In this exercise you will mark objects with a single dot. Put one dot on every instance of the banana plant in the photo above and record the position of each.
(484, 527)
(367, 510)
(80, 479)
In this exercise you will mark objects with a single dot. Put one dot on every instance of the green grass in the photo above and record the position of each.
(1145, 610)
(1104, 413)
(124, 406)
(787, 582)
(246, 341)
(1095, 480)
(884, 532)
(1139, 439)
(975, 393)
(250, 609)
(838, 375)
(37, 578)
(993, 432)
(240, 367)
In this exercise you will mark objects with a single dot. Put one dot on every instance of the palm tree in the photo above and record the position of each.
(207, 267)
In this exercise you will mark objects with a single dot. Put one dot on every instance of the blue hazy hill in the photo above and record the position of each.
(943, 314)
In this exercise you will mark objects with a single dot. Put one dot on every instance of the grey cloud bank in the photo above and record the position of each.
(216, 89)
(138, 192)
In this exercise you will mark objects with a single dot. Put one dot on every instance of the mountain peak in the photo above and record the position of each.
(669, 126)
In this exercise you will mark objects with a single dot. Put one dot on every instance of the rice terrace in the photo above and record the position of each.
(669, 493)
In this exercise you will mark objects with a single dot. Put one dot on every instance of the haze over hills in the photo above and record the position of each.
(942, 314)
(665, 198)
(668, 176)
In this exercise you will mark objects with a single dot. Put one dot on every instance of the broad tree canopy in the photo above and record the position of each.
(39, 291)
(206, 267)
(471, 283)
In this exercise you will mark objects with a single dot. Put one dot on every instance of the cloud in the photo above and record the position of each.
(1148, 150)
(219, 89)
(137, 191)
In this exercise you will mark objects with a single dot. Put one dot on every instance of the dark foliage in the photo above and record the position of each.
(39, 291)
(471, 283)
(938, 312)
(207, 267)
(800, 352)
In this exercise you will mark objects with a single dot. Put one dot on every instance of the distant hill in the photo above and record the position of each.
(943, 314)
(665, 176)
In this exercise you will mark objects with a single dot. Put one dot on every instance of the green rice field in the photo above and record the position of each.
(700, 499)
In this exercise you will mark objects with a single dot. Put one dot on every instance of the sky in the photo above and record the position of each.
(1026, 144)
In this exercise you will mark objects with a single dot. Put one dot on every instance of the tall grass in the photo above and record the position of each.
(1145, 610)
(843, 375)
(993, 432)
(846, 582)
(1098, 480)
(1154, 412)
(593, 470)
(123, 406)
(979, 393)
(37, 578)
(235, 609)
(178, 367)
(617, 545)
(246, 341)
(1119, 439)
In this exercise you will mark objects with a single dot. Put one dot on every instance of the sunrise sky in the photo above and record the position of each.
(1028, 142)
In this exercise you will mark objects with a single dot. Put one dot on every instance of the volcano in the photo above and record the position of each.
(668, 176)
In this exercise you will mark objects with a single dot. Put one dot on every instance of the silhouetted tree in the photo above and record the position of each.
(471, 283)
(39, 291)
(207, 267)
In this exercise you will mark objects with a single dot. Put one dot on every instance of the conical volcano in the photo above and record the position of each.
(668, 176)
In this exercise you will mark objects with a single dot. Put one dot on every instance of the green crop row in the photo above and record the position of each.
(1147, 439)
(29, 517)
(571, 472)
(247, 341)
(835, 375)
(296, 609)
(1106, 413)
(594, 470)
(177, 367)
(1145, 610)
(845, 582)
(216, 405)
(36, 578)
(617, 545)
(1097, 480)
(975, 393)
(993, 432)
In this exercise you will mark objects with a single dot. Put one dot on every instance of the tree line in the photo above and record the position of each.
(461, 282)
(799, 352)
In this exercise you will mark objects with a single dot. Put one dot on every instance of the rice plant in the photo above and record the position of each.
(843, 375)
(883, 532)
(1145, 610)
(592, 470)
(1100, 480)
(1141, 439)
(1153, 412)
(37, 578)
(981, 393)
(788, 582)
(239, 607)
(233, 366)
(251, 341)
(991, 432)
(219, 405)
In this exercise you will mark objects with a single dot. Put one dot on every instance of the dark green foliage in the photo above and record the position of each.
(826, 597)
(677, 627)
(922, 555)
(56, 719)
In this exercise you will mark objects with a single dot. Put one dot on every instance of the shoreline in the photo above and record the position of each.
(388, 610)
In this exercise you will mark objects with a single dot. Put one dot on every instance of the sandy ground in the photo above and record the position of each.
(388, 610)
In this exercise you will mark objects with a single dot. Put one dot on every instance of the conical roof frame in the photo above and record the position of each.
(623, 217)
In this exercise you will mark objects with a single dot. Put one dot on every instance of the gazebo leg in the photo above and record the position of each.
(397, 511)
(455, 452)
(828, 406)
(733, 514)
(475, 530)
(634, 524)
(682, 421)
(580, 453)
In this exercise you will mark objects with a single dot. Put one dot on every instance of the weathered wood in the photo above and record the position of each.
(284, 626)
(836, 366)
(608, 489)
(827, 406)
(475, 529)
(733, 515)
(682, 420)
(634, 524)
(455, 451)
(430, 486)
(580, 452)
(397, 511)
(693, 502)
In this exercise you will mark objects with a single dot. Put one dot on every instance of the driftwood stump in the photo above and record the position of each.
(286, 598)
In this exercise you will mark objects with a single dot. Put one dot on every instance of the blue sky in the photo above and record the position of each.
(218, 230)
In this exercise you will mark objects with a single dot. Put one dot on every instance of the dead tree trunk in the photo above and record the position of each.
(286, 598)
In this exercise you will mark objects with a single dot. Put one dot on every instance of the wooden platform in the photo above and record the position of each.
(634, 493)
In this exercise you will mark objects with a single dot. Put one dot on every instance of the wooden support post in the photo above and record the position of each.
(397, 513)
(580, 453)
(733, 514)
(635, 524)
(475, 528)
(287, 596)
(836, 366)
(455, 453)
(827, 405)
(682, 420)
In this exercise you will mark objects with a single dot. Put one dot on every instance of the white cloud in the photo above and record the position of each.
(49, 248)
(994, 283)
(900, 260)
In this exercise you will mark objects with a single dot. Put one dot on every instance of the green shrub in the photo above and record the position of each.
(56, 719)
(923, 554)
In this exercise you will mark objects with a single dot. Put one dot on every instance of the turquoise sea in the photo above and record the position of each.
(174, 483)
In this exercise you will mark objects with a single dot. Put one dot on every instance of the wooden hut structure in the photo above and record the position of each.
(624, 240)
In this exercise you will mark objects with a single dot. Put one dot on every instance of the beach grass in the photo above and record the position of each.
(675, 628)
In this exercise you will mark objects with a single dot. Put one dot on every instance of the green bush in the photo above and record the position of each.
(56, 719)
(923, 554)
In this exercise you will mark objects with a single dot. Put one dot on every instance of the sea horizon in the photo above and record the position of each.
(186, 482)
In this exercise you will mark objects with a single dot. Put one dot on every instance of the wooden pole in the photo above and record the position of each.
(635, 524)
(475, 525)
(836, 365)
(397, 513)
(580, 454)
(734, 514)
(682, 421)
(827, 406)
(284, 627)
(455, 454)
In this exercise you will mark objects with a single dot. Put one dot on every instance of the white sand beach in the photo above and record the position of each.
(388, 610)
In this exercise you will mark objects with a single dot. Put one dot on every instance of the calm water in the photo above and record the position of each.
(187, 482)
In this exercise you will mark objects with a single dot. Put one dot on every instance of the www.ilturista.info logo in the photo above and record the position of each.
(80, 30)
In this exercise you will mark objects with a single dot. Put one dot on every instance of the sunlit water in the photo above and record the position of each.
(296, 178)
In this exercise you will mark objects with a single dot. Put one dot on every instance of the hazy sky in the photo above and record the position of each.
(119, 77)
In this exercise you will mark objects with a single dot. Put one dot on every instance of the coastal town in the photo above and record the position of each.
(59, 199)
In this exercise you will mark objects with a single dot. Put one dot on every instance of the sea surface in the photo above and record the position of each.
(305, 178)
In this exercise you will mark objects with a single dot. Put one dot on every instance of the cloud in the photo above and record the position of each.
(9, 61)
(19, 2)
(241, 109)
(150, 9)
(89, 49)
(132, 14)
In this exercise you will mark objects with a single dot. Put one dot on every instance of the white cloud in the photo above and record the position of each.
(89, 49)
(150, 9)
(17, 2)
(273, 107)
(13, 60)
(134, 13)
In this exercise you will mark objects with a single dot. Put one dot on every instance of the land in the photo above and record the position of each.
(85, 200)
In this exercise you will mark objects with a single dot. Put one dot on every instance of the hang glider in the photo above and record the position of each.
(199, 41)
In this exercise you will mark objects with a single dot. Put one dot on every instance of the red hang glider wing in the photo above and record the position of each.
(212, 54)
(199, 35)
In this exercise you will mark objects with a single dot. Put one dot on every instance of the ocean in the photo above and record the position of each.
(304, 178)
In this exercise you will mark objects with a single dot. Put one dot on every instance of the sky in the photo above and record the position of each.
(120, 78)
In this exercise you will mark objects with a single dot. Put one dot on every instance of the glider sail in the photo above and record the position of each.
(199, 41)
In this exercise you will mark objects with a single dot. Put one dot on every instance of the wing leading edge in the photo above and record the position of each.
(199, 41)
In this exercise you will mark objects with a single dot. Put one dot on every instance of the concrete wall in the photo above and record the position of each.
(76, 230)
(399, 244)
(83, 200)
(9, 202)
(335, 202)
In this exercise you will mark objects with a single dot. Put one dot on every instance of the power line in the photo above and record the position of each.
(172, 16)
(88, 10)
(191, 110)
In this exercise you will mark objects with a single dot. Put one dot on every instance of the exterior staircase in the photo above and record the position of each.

**PROBLEM TO WORK ON:** Quote everything from the row containing "of the concrete" down to the last row, keeping both of those rows and changing nothing.

**OUTPUT OF THE TASK:**
In this exercise you will mark objects with a single dot. Put one dot on every instance of the concrete wall in the photo above and record the position of each.
(76, 230)
(399, 244)
(83, 200)
(9, 202)
(335, 202)
In this exercise you will mark objects with a single dot. Put one dot on every instance of the power line in the photo above and record the position of each.
(172, 16)
(88, 10)
(191, 110)
In this exercise you will mark objects with a single dot. Put one dot on every instance of the exterior staircase in the photo above and record the position of each.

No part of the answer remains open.